### Exercise A
Using the comments on rating teachers, decide whether each statement agrees with the text. Answer yes or no for each, and quote the deciding words. (i) The first comment suggests that an assessment be made by many people or by committee instead of by a single principal. (ii) The second comment says the current system tries to be subjective. (iii) The second comment says Gladwell's point can apply to cops.
### Exercise B
Repeat the comments on rating teachers from "UE: I think" up to and including "healthcare practictioners, etc..".
### Exercise C
According to the first of the comments on rating teachers, what makes de-unionization and merit pay such a difficult issue?

### Text shown

=== Section Start ===


  • quadmoniker

    UE: I think it’s a good idea to have many observations by more than one rater. One of the biggest issues raised by ideas such as de-unionization and merit pay is that it’s so hard to rate teacher performance. But reading the Gladwell piece it suddenly occurred to me; have people who know what they’re looking for watch teachers over and over again, and make sure the assessment is made by many, or by committee, rather than one possibly biased principal.

  • What Malcolm Gladwell points out can be said of a lot of professions, cops, planners, healthcare practictioners, etc..

    The tough part is, how do you implement this? I agree that the policy of how we hire teachers has to changed but the system that is in place now is one that tries to standardize the teaching process and try to avoid being subjective. But it seems that being subjective is the only way you can pick a natural teacher, so how do you judge that when it comes to salary?

=== Section End ===

Natural language region descriptions

=== Section Start ===

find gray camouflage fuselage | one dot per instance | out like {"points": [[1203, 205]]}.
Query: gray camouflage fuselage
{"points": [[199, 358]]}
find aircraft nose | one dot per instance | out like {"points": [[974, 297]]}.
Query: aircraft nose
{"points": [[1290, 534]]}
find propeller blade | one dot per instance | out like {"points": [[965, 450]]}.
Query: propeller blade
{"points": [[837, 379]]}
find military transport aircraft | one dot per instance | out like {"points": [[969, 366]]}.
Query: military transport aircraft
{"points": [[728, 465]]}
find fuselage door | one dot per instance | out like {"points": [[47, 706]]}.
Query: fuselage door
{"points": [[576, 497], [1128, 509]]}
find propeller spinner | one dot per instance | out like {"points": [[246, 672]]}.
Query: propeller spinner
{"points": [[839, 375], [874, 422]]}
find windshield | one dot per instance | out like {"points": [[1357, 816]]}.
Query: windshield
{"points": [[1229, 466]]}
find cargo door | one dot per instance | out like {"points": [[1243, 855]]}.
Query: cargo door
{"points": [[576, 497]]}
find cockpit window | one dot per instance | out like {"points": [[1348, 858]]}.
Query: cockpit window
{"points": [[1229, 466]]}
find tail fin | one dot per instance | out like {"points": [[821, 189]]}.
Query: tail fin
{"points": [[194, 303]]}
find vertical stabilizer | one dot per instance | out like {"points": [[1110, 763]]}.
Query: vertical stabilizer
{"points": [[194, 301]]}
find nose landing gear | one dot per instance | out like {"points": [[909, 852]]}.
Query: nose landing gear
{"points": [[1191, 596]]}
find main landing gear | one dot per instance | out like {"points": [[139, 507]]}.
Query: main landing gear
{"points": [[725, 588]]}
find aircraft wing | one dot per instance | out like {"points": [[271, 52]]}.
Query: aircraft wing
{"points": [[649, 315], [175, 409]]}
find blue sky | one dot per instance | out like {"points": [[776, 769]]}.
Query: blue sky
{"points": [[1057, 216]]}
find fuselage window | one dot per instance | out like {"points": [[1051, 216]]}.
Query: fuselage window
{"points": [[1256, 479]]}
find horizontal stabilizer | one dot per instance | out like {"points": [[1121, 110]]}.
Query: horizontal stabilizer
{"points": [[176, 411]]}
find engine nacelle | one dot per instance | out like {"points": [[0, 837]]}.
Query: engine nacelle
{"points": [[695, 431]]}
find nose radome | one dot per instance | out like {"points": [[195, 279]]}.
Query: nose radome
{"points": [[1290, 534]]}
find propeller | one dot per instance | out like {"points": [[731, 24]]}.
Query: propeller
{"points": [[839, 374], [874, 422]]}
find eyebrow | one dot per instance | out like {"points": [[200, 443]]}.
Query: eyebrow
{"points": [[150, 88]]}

=== Section End ===

### Final answer A
(i) Yes: "make sure the assessment is made by many, or by committee, rather than one possibly biased principal."
(ii) No: "the system that is in place now is one that tries to standardize the teaching process and try to avoid being subjective."
(iii) Yes: "What Malcolm Gladwell points out can be said of a lot of professions, cops, planners"

### Final answer B
UE: I think it’s a good idea to have many observations by more than one rater. One of the biggest issues raised by ideas such as de-unionization and merit pay is that it’s so hard to rate teacher performance. But reading the Gladwell piece it suddenly occurred to me; have people who know what they’re looking for watch teachers over and over again, and make sure the assessment is made by many, or by committee, rather than one possibly biased principal.

  • What Malcolm Gladwell points out can be said of a lot of professions, cops, planners, healthcare practictioners, etc..

### Final answer C
It is so hard to rate teacher performance.